**原文**

^^^^^^^^^^^^^^^^

Mapping参数

analyzer

分词器，默认为standard analyzer，当该字段被索引和搜索时对字段进行分词处理
一般我们处理中文会选择ik分词器 ik_max_word, ik_smart
当我们进行全文本搜索的时候，会将检索的内容先进行分词，然后再进行匹配。默认情况下，检索内容使用的分词器会与字段指定的分词器一致，但如果设置了 search_analyzer，检索内容使用的分词器将会与 search_analyzer 设定的一致。

PUT analyzer_index
{
  "mappings": {
    "properties": {
      "name": {
        "type": "text",
        "analyzer": "simple", 
        "search_analyzer": "standard" 
      }
    }
  }
}

null_value

需要对null进行搜索
只有keyword类型支持设定null_value

如果需要对 null 值实现搜索的时候，需要设置字段的 null_value参数。null_value 参数默认值为 null，其允许用户使用指定值替换空值，以便它可以索引和搜索。

^^^^^^^^^^^^^^^^

**练习题**
A. 原文说哪种类型支持设定 null_value？
B. 把原文中的这句话译成英语：“当我们进行全文本搜索的时候，会将检索的内容先进行分词，然后再进行匹配。”

^^^^^^^^^^^^^^^^

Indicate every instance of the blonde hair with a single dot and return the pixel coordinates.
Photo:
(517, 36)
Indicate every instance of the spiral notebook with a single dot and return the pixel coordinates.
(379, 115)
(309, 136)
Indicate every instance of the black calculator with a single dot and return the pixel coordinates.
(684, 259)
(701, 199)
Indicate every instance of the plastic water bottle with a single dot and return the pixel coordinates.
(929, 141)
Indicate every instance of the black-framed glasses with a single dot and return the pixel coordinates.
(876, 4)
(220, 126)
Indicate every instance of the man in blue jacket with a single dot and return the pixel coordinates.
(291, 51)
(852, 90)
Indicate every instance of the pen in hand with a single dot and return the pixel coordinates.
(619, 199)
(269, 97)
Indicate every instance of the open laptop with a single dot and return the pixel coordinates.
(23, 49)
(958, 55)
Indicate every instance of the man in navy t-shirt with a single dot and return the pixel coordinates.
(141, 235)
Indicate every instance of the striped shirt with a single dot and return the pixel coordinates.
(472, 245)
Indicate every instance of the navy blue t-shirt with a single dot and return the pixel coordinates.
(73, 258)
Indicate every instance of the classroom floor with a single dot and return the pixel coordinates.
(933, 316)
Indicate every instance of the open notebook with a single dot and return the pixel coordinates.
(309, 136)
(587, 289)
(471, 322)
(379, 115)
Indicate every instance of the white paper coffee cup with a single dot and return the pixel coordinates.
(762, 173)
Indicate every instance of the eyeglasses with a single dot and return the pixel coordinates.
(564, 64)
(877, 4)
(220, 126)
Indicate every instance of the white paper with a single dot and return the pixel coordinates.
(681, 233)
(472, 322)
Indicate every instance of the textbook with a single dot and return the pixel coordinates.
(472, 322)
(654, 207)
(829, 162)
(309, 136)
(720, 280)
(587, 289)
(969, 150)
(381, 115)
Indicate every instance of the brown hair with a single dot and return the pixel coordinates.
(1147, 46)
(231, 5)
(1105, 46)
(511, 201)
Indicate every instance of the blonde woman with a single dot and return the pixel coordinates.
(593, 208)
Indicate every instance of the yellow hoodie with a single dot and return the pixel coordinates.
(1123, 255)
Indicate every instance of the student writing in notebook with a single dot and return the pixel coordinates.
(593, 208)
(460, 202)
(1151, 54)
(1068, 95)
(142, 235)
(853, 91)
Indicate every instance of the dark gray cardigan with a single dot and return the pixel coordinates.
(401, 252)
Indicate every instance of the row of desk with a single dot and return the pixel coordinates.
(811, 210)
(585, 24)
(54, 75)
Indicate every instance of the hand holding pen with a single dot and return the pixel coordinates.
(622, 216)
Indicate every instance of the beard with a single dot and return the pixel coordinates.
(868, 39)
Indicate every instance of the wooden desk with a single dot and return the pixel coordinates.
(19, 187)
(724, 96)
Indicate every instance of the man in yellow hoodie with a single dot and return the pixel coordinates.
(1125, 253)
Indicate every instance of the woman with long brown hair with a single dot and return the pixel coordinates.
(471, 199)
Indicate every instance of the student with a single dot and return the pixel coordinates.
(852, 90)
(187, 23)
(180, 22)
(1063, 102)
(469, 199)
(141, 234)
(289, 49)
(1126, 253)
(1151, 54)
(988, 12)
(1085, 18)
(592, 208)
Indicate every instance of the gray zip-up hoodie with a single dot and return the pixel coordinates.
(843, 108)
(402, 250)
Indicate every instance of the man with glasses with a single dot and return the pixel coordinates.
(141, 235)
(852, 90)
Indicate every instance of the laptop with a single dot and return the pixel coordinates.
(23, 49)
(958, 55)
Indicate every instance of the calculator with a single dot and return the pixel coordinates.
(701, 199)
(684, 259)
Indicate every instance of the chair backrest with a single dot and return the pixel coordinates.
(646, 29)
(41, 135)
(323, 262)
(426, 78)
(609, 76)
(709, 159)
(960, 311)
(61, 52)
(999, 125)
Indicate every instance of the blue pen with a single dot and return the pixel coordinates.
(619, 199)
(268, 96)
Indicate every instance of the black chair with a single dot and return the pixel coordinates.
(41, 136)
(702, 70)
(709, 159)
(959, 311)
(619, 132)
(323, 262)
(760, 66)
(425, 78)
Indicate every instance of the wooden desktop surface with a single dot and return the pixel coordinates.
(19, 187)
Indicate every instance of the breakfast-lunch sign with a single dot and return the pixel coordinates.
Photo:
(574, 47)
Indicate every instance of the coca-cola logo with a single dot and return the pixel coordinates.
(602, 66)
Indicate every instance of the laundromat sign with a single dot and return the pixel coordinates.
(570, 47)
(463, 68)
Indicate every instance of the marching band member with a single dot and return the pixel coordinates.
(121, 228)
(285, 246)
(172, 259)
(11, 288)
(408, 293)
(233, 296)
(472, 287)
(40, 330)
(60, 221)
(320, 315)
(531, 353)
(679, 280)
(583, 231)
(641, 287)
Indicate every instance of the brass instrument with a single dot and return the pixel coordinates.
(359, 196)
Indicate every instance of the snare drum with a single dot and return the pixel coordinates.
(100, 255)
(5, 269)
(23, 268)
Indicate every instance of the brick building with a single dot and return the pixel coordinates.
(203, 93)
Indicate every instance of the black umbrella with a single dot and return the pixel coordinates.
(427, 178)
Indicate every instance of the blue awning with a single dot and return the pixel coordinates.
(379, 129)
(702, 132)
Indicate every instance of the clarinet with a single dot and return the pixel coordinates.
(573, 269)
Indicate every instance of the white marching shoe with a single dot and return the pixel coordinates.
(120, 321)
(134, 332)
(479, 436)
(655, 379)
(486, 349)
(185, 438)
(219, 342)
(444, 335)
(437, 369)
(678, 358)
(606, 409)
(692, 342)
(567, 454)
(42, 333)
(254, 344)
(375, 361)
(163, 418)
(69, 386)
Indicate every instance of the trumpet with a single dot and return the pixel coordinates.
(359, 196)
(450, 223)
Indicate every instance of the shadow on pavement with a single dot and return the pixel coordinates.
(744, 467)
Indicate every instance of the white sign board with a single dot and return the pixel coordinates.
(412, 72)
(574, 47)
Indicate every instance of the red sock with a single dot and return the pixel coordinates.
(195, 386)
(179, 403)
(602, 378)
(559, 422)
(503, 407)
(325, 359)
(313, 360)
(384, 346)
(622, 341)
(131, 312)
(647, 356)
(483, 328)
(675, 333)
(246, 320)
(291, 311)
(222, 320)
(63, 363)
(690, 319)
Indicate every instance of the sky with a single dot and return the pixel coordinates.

^^^^^^^^^^^^^^^^

**参考答案**
A. 只有 keyword 类型支持。

B. When we perform a full-text search, the search content is first tokenized and then matched.